# Forum > News > Community Chat >  How to Hack into a Coke/Pepsi Machine! =)

## The_Zealot

> This guide ill tell you how to hack into a coke machine, the amount of things you kan do with this depends on what year the machine was made in.
> 
> One thing i am positive you can do is get all of the change out of the machine.
> 
> Before i tell you teh sequence of buttons to press, you need to know which are which.
> 
> There are usually like 10 buttons on the average coke machine going in vertical order.
> 
> The one on the top would be 1, the one under that would be 2 and so on and so forth. but only 4 of these buttons matter
> ...


I had to share this. Also i asked his premission to Copy+Paste this to MMOwned =) And i believe its from "The Anarchist Cookbook"

----------


## CraZe

> I had to share this. Also i asked his premission to Copy+Paste this to MMOwned =) And i believe its from "The Anarchist Cookbook"


Isn't it easier to follow the thousands of youtube videos on this?But thats out of the discussion,i think its pretty cool doing this

----------


## Phase228

heehhehehehehehe i need to go find a old coke machine

----------


## kelat

This only works on old coke / pepsi machines and those that are in Debug mode.

----------


## Spurven

lawl, time to feed my addiction *COKE (Anarchist's Cookbook FTW!!)*

----------


## Merc

lawl nice i wanna try this sooo bad but i dont think theres a coke machine in my area : / lol

----------

□ □ □ □

# To do
A) Answer these questions using the forum thread:
(i) How many buttons does the guide say the average coke machine usually has?
(ii) Which book does the poster believe the guide is from?
(iii) According to kelat, which machines does this work on?
B) Duplicate the forum thread word for word, everything from "## The_Zealot" down to "in vertical order.".
The material after this point comes from a separate source.

# Data block
□ □ □ □

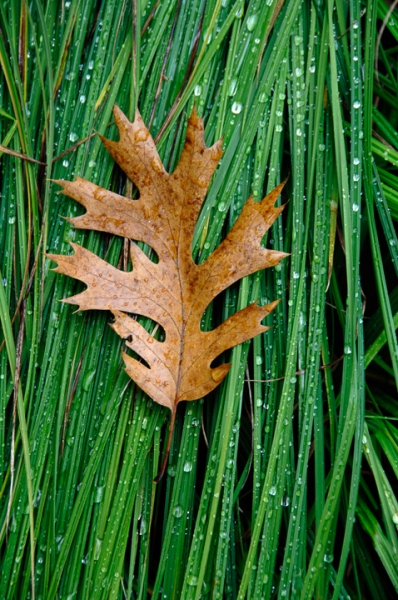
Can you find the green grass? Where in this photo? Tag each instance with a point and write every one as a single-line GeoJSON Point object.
{"type": "Point", "coordinates": [281, 483]}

□ □ □ □

# Results for each task
A)
(i) Usually around 10, arranged in vertical order.
(ii) "The Anarchist Cookbook".
(iii) Old coke/pepsi machines and those in Debug mode.

B)
## The_Zealot

> This guide ill tell you how to hack into a coke machine, the amount of things you kan do with this depends on what year the machine was made in.
> 
> One thing i am positive you can do is get all of the change out of the machine.
> 
> Before i tell you teh sequence of buttons to press, you need to know which are which.
> 
> There are usually like 10 buttons on the average coke machine going in vertical order.